** START Exercise material **
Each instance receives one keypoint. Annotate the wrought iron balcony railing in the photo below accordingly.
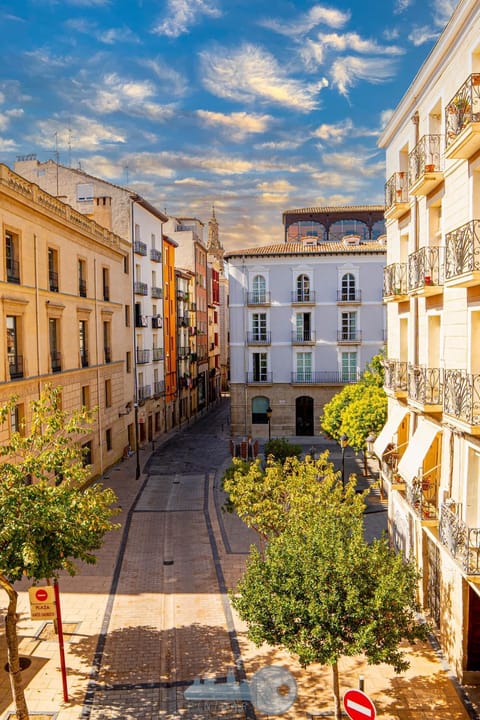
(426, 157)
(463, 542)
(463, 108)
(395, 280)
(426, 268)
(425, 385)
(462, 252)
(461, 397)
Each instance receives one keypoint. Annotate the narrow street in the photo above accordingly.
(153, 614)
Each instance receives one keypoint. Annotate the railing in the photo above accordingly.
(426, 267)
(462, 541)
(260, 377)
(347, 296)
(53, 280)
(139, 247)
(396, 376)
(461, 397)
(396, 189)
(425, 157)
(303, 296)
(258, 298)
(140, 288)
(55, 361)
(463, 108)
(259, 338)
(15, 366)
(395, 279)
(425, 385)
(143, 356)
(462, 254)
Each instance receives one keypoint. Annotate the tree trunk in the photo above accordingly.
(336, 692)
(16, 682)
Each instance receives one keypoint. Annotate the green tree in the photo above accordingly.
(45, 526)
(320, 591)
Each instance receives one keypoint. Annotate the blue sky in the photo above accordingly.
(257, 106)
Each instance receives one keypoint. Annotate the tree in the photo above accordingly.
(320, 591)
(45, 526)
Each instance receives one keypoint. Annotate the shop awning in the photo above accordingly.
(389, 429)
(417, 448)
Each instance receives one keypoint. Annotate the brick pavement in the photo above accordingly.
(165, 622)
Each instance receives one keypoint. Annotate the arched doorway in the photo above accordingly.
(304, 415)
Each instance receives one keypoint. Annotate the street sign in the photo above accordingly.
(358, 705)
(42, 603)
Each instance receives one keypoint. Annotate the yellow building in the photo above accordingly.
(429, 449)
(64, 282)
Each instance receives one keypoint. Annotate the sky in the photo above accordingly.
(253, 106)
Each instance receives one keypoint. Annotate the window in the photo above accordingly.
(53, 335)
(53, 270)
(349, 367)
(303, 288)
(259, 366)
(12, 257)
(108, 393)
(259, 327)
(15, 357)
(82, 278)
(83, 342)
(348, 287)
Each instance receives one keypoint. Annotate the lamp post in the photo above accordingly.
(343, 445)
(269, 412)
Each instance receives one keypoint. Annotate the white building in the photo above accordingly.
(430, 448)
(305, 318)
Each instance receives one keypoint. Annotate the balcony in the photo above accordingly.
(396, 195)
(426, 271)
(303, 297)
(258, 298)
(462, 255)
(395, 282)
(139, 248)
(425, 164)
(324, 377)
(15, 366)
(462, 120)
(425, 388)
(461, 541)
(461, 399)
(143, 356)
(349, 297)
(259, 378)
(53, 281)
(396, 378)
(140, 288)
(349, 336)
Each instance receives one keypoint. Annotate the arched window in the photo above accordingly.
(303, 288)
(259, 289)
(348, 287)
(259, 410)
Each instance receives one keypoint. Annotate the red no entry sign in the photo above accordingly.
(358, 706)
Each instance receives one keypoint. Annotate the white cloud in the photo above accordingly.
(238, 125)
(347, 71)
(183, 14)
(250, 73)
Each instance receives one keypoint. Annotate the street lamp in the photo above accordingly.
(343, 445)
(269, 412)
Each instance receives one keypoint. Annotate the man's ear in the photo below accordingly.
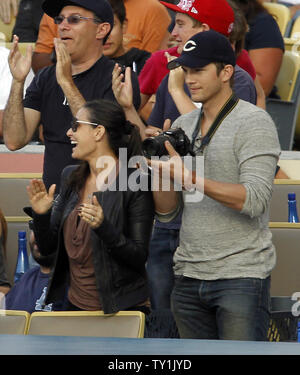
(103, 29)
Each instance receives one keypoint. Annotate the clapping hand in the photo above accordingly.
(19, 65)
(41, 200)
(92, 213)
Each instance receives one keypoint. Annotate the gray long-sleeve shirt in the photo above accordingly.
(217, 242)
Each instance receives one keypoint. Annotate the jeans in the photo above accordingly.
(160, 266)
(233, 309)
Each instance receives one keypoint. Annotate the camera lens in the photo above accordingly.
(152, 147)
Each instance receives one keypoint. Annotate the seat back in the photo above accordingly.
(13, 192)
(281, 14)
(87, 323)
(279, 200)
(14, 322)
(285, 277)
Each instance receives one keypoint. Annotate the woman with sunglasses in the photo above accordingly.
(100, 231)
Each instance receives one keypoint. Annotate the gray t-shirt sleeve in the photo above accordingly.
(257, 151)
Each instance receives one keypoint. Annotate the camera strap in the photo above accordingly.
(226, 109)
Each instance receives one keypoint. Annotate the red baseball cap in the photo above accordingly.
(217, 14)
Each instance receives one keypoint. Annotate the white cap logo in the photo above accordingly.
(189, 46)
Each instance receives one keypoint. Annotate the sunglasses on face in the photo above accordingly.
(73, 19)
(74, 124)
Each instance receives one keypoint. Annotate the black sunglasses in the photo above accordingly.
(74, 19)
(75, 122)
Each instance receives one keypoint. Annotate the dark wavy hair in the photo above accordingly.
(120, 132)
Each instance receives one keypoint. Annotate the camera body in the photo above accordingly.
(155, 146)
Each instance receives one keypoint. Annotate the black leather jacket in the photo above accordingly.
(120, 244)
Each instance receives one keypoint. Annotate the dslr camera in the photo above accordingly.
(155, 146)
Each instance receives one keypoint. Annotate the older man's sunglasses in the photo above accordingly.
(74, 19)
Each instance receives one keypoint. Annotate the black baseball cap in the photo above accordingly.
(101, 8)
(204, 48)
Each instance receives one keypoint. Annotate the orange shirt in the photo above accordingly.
** END Exercise material **
**Given request**
Each entry must be retyped word for word, with every image omitted.

**Problem solution**
Each instance receives one keypoint. Annotate the wrought iron balcony railing in the photo below accordingly.
(426, 157)
(463, 542)
(463, 108)
(395, 280)
(426, 268)
(425, 385)
(462, 252)
(461, 397)
Each instance receives one keypoint. Annotate the narrow street in the photo above accordingly.
(153, 614)
Each instance receives one keypoint. Annotate the railing in the photo above accordingly.
(426, 267)
(462, 541)
(260, 377)
(347, 296)
(53, 280)
(139, 247)
(396, 376)
(461, 397)
(396, 189)
(425, 157)
(303, 296)
(258, 298)
(140, 288)
(55, 361)
(463, 108)
(259, 338)
(15, 366)
(395, 279)
(425, 385)
(143, 356)
(462, 254)
Each instance receives one keypoint. Annotate the tree trunk in the photo above accordingly.
(336, 692)
(16, 682)
Each instance receives one keypoint. Annotate the green tree in the photo above accordingly.
(45, 526)
(320, 591)
Each instance receives one keypoint. Annotate the blue sky in the photo above accordingly.
(257, 106)
Each instance receives one keypoint. Annotate the tree in the photo above accordingly.
(320, 591)
(45, 526)
Each instance receives one keypoint. Annotate the shop awning in the photo above accordingly.
(389, 429)
(417, 448)
Each instance receives one keypoint. Annotate the brick pavement in the photo above accordingly.
(165, 622)
Each instance receives one keypoint. Annotate the arched doorway in the photo above accordingly.
(304, 415)
Each instance receives one keypoint. Annotate the street sign in the photo above accordingly.
(358, 705)
(42, 603)
Each instance receives one keypoint. Annotate the yellow building in the photo above accordingly.
(429, 449)
(64, 282)
Each instance receives one keypoint. Annotate the sky in the photo above accordingly.
(253, 106)
Each instance receives one keypoint. Annotate the window in the photo above accordingly.
(53, 335)
(53, 270)
(349, 367)
(303, 288)
(259, 366)
(12, 257)
(108, 393)
(259, 327)
(15, 357)
(82, 278)
(83, 342)
(348, 287)
Each instance receives one keypoint. Annotate the lamp post in the photo above accordingly.
(343, 445)
(269, 412)
Each instance receives one keypoint. Annotate the white building in the photo above accordingly.
(430, 448)
(305, 318)
Each instance receives one keypoint. Annotate the balcony in the photo above accordingly.
(396, 195)
(426, 271)
(303, 297)
(258, 298)
(462, 255)
(395, 282)
(139, 248)
(425, 164)
(324, 377)
(15, 366)
(462, 120)
(425, 388)
(461, 541)
(461, 399)
(143, 356)
(349, 297)
(259, 378)
(53, 281)
(396, 378)
(140, 288)
(349, 336)
Each instance receives one keypoint. Annotate the arched window in the photo above accordingly.
(303, 288)
(259, 289)
(348, 287)
(259, 410)
Each instance receives one keypoint. Annotate the red no entry sign in the photo above accordingly.
(358, 706)
Each instance receives one keypoint. Annotate the white cloud in the photo above accordingly.
(238, 125)
(347, 71)
(183, 14)
(250, 73)
Each instance receives one keypoint. Annotate the street lamp in the photo above accordingly.
(343, 445)
(269, 412)
Each instance receives one keypoint. Annotate the man's ear in the photo below accordingly.
(103, 29)
Each instance receives one keypoint. Annotate the clapping hand in the photo above accordingly.
(19, 65)
(41, 200)
(92, 213)
Each instance receives one keypoint. Annotate the gray long-sleeve shirt in the photo above accordingly.
(217, 242)
Each instance receives one keypoint. Annotate the jeans in the photo above accordingly.
(160, 266)
(233, 309)
Each instance receives one keypoint. Annotate the camera lens in the photo above accordingly.
(152, 147)
Each instance receives one keypoint. Annotate the seat back in the photo above accordingly.
(13, 192)
(281, 14)
(87, 323)
(279, 200)
(14, 322)
(285, 277)
Each instance receives one keypoint. Annotate the woman with sunglasses in the photo above accordingly.
(100, 231)
Each instance receives one keypoint. Annotate the gray t-shirt sleeve in the photo above accordingly.
(257, 151)
Each instance receives one keypoint. Annotate the camera strap in the photo above accordingly.
(226, 109)
Each instance receives one keypoint. Annotate the red baseball cap in the photo above accordingly.
(217, 14)
Each instance receives one keypoint. Annotate the white cap logo in the photo above accordingly.
(189, 46)
Each instance receives one keypoint. Annotate the sunglasses on face in the photo above accordingly.
(73, 19)
(74, 124)
Each instance receives one keypoint. Annotate the black sunglasses in the photo above accordingly.
(74, 19)
(75, 122)
Each instance receives one keypoint. Annotate the dark wavy hair in the photo above accordingly.
(120, 132)
Each instance receives one keypoint. Annotate the camera body in the photo above accordingly.
(155, 146)
Each instance receives one keypoint. Annotate the black leather jacket in the photo above accordingly.
(120, 244)
Each instance receives one keypoint. Annotate the dslr camera in the photo above accordingly.
(155, 146)
Each instance receives one keypoint. Annotate the older man's sunglasses in the photo above accordingly.
(74, 19)
Each instance receives one keypoint. Annotate the black baseball cap in the photo above accordingly.
(101, 8)
(204, 48)
Each instance receives one keypoint. Annotate the orange shirt in the photo above accordingly.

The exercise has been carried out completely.